● **The data**:
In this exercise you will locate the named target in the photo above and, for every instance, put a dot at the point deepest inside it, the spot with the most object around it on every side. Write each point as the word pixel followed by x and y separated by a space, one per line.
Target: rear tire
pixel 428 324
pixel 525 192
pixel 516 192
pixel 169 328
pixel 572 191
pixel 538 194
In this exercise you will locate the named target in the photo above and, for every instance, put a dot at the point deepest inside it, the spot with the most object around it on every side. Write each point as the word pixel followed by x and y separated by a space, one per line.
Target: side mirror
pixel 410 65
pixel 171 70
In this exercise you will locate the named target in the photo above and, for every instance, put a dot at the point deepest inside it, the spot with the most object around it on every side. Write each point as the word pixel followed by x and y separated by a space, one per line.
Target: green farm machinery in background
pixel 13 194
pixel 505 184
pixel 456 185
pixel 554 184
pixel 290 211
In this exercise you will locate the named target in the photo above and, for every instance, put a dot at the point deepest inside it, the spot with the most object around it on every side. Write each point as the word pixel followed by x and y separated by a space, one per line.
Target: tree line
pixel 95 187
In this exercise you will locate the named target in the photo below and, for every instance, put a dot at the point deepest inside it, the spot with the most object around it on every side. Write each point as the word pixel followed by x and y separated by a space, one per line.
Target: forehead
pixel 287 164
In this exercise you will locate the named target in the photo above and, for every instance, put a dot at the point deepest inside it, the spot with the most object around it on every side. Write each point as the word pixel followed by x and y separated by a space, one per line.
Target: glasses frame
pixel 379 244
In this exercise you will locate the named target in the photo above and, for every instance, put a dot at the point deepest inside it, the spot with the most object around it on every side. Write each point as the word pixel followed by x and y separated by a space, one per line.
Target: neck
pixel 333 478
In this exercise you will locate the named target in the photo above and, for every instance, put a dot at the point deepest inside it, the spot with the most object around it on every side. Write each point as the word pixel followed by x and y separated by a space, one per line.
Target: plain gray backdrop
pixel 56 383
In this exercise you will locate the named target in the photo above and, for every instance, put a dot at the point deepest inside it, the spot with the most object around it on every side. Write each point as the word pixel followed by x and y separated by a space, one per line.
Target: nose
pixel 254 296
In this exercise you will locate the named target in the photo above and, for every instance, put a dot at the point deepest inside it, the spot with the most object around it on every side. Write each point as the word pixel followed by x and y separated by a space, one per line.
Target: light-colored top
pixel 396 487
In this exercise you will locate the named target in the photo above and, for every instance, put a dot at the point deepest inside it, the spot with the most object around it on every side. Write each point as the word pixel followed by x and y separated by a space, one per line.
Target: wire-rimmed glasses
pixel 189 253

● **Goal of the exercise**:
All of the data above needs to be written out exactly.

● **Exercise result**:
In this exercise you will locate the named target in the photo above and, for every instance, put a dot at the point deepest inside it, the spot with the most object around it on every side. Write each point as the word pixel followed by x and y separated by a space, one per line.
Target: rear tire
pixel 428 324
pixel 525 192
pixel 516 192
pixel 169 328
pixel 572 191
pixel 538 194
In this exercise you will locate the named target in the photo above and, for every instance, put a dot at the point deepest inside it, the spot with the most object around it on every side. Write each point as the word pixel followed by x and y separated by a space, one per line.
Target: side mirror
pixel 410 65
pixel 171 70
In this exercise you will locate the named target in the photo above and, for every instance, put a dot at the point deepest inside it, the spot with the most object around it on every side. Write each point as the word pixel followed by x and y separated by a space, one per line.
Target: green farm machinery in background
pixel 13 194
pixel 505 184
pixel 456 185
pixel 554 184
pixel 290 211
In this exercise you will locate the named target in the photo above and, for every instance, put a dot at the point deepest inside it, the spot with the most object around it on every side. Write each point as the word pixel followed by x and y separated by a space, one per line.
Target: tree line
pixel 95 187
In this exercise you will locate the named target in the photo below and, for every instance, put a dot at the point deepest inside it, the spot with the most object around it on every side. Write each point as the word pixel followed by x and y separated by a space, one per line.
Target: forehead
pixel 287 164
In this exercise you will locate the named target in the photo above and, for every instance, put a dot at the point deepest inside it, the spot with the most object around it on every side. Write each point as the word pixel followed by x and y separated by a space, one per line.
Target: glasses frame
pixel 379 244
In this exercise you will locate the named target in the photo above and, for every instance, put a dot at the point deepest inside it, the spot with the most object around it on every side. Write each point as the word pixel followed by x and y separated by a space, one per line.
Target: neck
pixel 333 478
In this exercise you will locate the named target in the photo above and, for every instance, put a dot at the point deepest inside it, the spot with the most object around it on every side. Write each point as the word pixel followed by x and y separated by a space, one per line.
Target: plain gray backdrop
pixel 56 383
In this exercise you will locate the named target in the photo above and, for every instance, put a dot at the point deepest inside it, the spot with the most object around it on every side. Write each point as the word pixel followed by x and y separated by a space, one per line.
Target: nose
pixel 254 296
In this exercise you will locate the named target in the photo above and, for every instance, put a dot at the point deepest inside it, the spot with the most object around it on every side. Write each point as the word pixel followed by x and y separated by a space, one per line.
Target: light-colored top
pixel 396 487
In this exercise you will locate the named target in the photo above and, for every instance, put a dot at the point deepest inside it, the spot with the most object around it on every side. Write each point as the word pixel followed by x and y separated by a space, one per line.
Target: wire-rimmed glasses
pixel 189 253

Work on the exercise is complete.